AIM OF THE EXERCISE: Output every record word for word.

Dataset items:
+++

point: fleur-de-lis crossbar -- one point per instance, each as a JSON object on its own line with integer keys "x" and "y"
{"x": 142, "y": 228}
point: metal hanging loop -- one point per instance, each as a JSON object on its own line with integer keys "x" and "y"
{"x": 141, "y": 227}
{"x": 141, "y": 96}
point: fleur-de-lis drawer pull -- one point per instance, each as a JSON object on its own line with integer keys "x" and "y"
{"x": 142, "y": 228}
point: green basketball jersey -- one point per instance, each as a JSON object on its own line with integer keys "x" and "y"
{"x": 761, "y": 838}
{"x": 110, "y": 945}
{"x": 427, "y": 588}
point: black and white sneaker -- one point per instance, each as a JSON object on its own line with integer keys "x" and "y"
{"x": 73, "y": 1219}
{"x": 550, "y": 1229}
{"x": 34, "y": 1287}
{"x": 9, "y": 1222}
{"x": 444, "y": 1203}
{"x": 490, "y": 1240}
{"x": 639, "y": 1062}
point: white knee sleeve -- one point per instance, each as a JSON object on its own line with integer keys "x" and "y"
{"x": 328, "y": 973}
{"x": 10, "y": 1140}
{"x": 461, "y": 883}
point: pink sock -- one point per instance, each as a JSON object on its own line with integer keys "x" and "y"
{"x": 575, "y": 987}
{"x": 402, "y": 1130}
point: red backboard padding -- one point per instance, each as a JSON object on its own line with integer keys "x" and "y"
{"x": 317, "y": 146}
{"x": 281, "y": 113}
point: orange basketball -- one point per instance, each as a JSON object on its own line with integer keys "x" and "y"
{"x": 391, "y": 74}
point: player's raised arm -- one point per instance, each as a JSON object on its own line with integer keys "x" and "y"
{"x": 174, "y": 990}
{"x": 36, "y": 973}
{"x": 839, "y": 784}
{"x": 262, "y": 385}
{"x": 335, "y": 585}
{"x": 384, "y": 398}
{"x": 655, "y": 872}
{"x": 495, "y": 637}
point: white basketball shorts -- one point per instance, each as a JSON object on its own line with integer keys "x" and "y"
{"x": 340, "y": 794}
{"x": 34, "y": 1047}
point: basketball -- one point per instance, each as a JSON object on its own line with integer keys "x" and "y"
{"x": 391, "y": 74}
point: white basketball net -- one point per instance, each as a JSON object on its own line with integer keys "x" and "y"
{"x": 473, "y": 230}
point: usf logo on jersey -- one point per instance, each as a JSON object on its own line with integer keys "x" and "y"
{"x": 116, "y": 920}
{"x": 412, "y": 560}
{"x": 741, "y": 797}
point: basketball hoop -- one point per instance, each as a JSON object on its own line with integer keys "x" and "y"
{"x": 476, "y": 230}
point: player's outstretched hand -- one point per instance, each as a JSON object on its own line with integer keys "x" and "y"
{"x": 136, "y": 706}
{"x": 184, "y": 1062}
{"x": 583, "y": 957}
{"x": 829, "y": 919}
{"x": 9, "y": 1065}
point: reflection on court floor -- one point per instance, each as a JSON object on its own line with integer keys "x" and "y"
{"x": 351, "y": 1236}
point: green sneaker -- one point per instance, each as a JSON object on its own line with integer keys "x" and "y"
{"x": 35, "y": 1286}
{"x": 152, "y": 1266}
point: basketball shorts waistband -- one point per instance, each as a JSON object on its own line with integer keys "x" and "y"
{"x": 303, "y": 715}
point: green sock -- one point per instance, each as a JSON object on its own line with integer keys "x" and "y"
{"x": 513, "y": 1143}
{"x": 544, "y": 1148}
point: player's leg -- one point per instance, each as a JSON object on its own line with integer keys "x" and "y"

+++

COMPLETE OUTPUT:
point: fleur-de-lis crossbar -- one point per instance, each as a JSON object on its own line with integer keys "x" and "y"
{"x": 142, "y": 228}
point: metal hanging loop -- one point per instance, each as a JSON object on its own line with integer keys "x" and "y"
{"x": 141, "y": 227}
{"x": 141, "y": 96}
point: fleur-de-lis drawer pull -- one point per instance, each as a JSON object on its own line with integer keys "x" and "y"
{"x": 142, "y": 228}
point: green basketball jersey -- one point per instance, each as a JSON object on its own line with integer keys "x" and "y"
{"x": 761, "y": 838}
{"x": 110, "y": 945}
{"x": 427, "y": 588}
point: black and white sneaker -- one point per instance, each as a JSON object on its own line with integer keys "x" and "y"
{"x": 73, "y": 1219}
{"x": 550, "y": 1229}
{"x": 34, "y": 1287}
{"x": 9, "y": 1222}
{"x": 444, "y": 1203}
{"x": 490, "y": 1240}
{"x": 639, "y": 1062}
point: white knee sleeve -- one point per instance, each as a JSON object on its own line with integer keys "x" and "y"
{"x": 328, "y": 973}
{"x": 10, "y": 1140}
{"x": 461, "y": 883}
point: pink sock -- one point per instance, each as a JSON object on its own line with integer keys "x" and "y"
{"x": 575, "y": 987}
{"x": 402, "y": 1130}
point: red backboard padding -- one point per instance, each as a JSON object on its own line with integer keys "x" and "y"
{"x": 317, "y": 146}
{"x": 281, "y": 113}
point: orange basketball -- one point per instance, each as a JSON object on its own line with integer keys "x" and "y"
{"x": 391, "y": 74}
point: player's raised arm -- one point per instance, each as a JSON object on its own line with integer keys "x" and "y"
{"x": 174, "y": 990}
{"x": 36, "y": 973}
{"x": 839, "y": 784}
{"x": 262, "y": 385}
{"x": 335, "y": 585}
{"x": 384, "y": 398}
{"x": 655, "y": 872}
{"x": 495, "y": 637}
point: white basketball shorts -- one point per instance, each as a JSON object on its own line with integer keys "x" and "y"
{"x": 340, "y": 794}
{"x": 34, "y": 1047}
point: basketball -- one point per instance, each as a JSON object on its own line with integer keys "x" and "y"
{"x": 391, "y": 74}
point: white basketball net -- one point per instance, each as a JSON object on its own line with integer keys "x" and "y"
{"x": 473, "y": 230}
point: usf logo on jersey -- one point per instance, each as a JSON object on its own line with integer keys "x" and "y"
{"x": 116, "y": 920}
{"x": 412, "y": 560}
{"x": 741, "y": 797}
point: basketball hoop -- one point per instance, each as a JSON object on its own line with integer keys "x" and "y"
{"x": 476, "y": 230}
point: player's outstretched hand -- one point per instance, each as a JSON object on its own line with integer keys "x" and "y"
{"x": 136, "y": 706}
{"x": 184, "y": 1062}
{"x": 583, "y": 957}
{"x": 829, "y": 919}
{"x": 9, "y": 1065}
point: reflection on court floor -- one point per instance, each as a JSON object on its own line with integer keys "x" and "y"
{"x": 351, "y": 1236}
point: green sneaker -- one point per instance, each as a JSON object on its own line with integer keys "x" and "y"
{"x": 35, "y": 1286}
{"x": 152, "y": 1266}
point: basketball shorts waistband -- one point per instance, each as a JSON object on its own line with integer keys "x" and "y"
{"x": 303, "y": 715}
point: green sock -- one point per instance, each as a JSON object on its own line with integer keys "x" and "y"
{"x": 513, "y": 1143}
{"x": 544, "y": 1148}
point: player's leg -- one point per instance, each as a JSON object on its own line with integer keys "x" and "y"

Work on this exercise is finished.